Opdracht
Schrijf uit het artikel over het front tegen IS letterlijk alles over van "Zowel in Syrië" tot en met "Koerdische front tegen Islamitische Staat.".

╭─ Geciteerde tekst

Buitenland

Meekijken aan het front tegen IS

Zowel in Syrië als in Irak is Islamitische Staat op z’n retour. De Iraakse Biblebelt staat op het punt heroverd te worden op het kalifaat. Maar de vraag is of de christenen van Irak daarna weer terug durven. Een kijkje aan het Koerdische front tegen Islamitische Staat.

Jacob Hoekman
3 September 2016 11:32Gewijzigd op 16 November 2020 06:11
Peshmerga aan het front tegen IS. beeld Jacob Hoekman
Peshmerga aan het front tegen IS. beeld Jacob Hoekman

Daar, in die oude tegelfabriek, wijst de Koerdische commandant. „Daar zit Daesh”, zo gebruikt hij de gangbare Arabische naam voor Islamitische Staat. De fabriek is een bolwerk van de strijders van het IS-kalifaat. De afstand tussen de fabriek en de bunker van de commandant is 1 kilo­meter, hooguit. Daartussen ligt niemandsland.

Dit is de Vlakte van Ninevé in het noorden van Irak, vlak bij de dorpen Bartella en Karamlesh (zie kaartje). Dit is het front tegen Islamitische Staat. Het is rond het middaguur. De verzengende zon heeft vrij spel op het droge land. De hoofdweg van Erbil naar Mosul ligt er verlaten bij. Het asfalt en de betonnen wanden die het Koerdische leger dwars op de weg heeft geplaatst, zinderen in de hitte.

Sprinkhaan

Een uit de kluiten gewassen sprinkhaan zit onbeweeglijk op de zandzakken voor de schietgaten in de provisorische bunker naast de weg, zich niet bewust van de strijd op leven en dood die hier binnenkort wordt uitgevochten.

╰─
╭─ Aangeleverde regels

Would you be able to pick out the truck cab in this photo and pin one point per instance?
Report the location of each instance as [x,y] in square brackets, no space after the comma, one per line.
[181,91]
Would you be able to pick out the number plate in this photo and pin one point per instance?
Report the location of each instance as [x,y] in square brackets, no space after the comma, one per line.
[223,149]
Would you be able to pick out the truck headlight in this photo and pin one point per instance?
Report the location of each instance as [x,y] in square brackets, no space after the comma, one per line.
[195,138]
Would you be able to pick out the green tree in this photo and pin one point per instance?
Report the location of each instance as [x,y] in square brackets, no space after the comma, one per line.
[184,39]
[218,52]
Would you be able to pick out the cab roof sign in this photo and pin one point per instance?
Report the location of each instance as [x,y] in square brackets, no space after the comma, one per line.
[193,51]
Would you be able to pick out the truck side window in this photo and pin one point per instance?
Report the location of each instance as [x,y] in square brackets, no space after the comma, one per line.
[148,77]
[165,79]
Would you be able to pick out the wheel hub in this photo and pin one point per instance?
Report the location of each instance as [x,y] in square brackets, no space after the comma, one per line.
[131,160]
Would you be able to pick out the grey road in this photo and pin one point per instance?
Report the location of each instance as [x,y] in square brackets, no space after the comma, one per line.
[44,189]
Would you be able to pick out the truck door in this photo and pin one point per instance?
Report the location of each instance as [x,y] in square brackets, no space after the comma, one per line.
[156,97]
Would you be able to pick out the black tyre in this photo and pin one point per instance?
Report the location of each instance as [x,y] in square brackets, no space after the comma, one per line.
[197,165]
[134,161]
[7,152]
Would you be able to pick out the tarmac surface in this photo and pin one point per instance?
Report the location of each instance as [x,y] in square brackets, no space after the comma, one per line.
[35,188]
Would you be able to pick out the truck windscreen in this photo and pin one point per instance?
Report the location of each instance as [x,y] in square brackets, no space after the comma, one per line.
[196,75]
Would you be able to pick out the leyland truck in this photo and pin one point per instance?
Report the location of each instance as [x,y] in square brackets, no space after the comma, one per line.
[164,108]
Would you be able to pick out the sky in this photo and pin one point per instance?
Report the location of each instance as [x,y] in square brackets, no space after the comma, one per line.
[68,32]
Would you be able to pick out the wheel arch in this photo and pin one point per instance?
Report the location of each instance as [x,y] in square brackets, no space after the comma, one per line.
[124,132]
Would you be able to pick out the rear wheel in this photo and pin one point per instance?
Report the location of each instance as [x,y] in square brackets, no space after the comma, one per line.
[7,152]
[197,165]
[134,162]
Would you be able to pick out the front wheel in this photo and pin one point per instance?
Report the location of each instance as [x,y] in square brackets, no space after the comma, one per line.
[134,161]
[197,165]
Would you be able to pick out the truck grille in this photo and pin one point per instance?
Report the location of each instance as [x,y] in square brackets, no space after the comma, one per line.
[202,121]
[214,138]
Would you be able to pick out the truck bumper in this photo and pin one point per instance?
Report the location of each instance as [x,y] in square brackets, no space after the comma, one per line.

╰─

Antwoord
Zowel in Syrië als in Irak is Islamitische Staat op z’n retour. De Iraakse Biblebelt staat op het punt heroverd te worden op het kalifaat. Maar de vraag is of de christenen van Irak daarna weer terug durven. Een kijkje aan het Koerdische front tegen Islamitische Staat.